Text provided |
FIG. 7 is flowchart illustrating a video encoding method according to another embodiment of the invention. The video encoding method can be applied to the video encoding apparatus 100 of FIG. 1 but not limited thereto. For purpose of explanation only, the embodiment of FIG. 7 is described with the video encoding apparatus 100 of FIG. 1. Refer to FIG. 1 and FIG. 7. In step S710, the ROI determination circuit 120 may generate an initial ROI 350 within an original video frame. Step S710 illustrated in FIG. 7 may be derived with reference to the description related to step S220 illustrated in FIG. 2 and thus, will not be repeated. In step S720, the ROI determination circuit 120 may identify one or more ROI objects 361 according to the initial ROI 350. For any video frame (current video frame) among a plurality of sequential video frames following the original video frame, the ROI determination circuit 120 may, in step S730, generate one or more dynamic ROIs 351 for tracking the one or more ROI objects 361 within the current video frame. Step S730 illustrated in FIG. 7 may be derived with reference to the description related to step S240 illustrated in FIG. 2 and thus, will not be repeated.
FIG. 8 to FIG. 11 are schematic diagrams illustrating a scenario of the initial ROI 350 according to an embodiment of the invention. The situation shown in FIG. 8 to FIG. 11 is the street view taken by a camera. Referring to FIG. 8, the ROI object 361 may be at least one ROI object (e.g. vehicle) initially not appearing in the initial ROI 350, but then entering into the initial ROI 350. Referring to FIG. 9, when the ROI object 361 enters into the initial ROI 350, the ROI determination circuit 120 may identify the ROI object 361 within the initial ROI 350. Based on the control of the ROI determination circuit 120, the encoding circuit 110 may perform the video encoding operation on the initial ROI 350 by using the first encoding strategy to maintain (or increase) visual quality of the ROI object 361. In order to save network bandwidths and storage spaces, the encoding circuit 110 may perform the video encoding operation on other regions by using the second encoding strategy. Video quality corresponding to the first encoding strategy is more preferable (or higher) than video quality corresponding to the second encoding strategy.
Referring to FIG. 10, the ROI object 361 may be at least one ROI object initially appearing in the initial ROI 350 and then leaving the initial ROI 350. When the ROI object 361 leaves the initial ROI 350, the ROI determination circuit 120 may generate one or more dynamic ROIs (e.g., a dynamic ROI 351 illustrated in FIG. 10) for tracking the ROI object 361 within a current video frame. Based on the control of the ROI determination circuit 120, the encoding circuit 110 may perform the video encoding operation on the dynamic ROI 351 by using the first encoding strategy to maintain (or increase) visual quality of the ROI object 361. In order to save network bandwidths and storage spaces, the encoding circuit 110 may perform the video encoding operation on the initial ROI 350 by using the second encoding strategy because there is no object in the initial ROI 350.
Referring to FIG. 11, the ROI determination circuit 120 may generate the dynamic ROI 351 for tracking the ROI object 361. Another “vehicle” may be at least one ROI object 361′ initially not appearing in the initial ROI 350, but then passing through the initial ROI 350. When the “vehicle” enters into the initial ROI 350, the ROI determination circuit 120 may identify the “vehicle” to serve as another ROI object 361′. The ROI determination circuit 120 may generate another dynamic ROI 351′ for tracking the ROI object 361′ within a current video frame.

Work to do |
(a) Answer each question from the video encoding passage, marking your answers (i), (ii), and (iii):
(i) In step S720, what does the ROI determination circuit 120 identify, and on what basis?
(ii) What scene do FIG. 8 to FIG. 11 show?
(iii) In the FIG. 10 scenario, why does the encoding circuit 110 apply the second encoding strategy to the initial ROI 350?
(b) List every step label (the identifiers beginning with "S") that the video encoding passage mentions.
(c) Rewrite the part of the video encoding passage that opens with the words containing "Referring to FIG. 10, the" and closes with "object in the initial ROI 350.", changing each "encoding circuit 110" to "encoder 110".
Answer using only the video encoding passage.

Data shown |
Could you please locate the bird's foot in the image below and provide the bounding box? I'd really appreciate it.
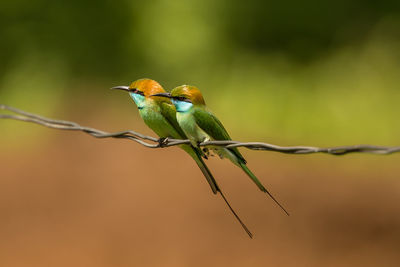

Outputs by task |
(a)
(i) It identifies one or more ROI objects 361 according to the initial ROI 350.
(ii) A street view taken by a camera.
(iii) Because there is no object in the initial ROI 350, and doing so saves network bandwidths and storage spaces.

(b) S710, S220, S720, S730, S240

(c)
Referring to FIG. 10, the ROI object 361 may be at least one ROI object initially appearing in the initial ROI 350 and then leaving the initial ROI 350. When the ROI object 361 leaves the initial ROI 350, the ROI determination circuit 120 may generate one or more dynamic ROIs (e.g., a dynamic ROI 351 illustrated in FIG. 10) for tracking the ROI object 361 within a current video frame. Based on the control of the ROI determination circuit 120, the encoder 110 may perform the video encoding operation on the dynamic ROI 351 by using the first encoding strategy to maintain (or increase) visual quality of the ROI object 361. In order to save network bandwidths and storage spaces, the encoder 110 may perform the video encoding operation on the initial ROI 350 by using the second encoding strategy because there is no object in the initial ROI 350.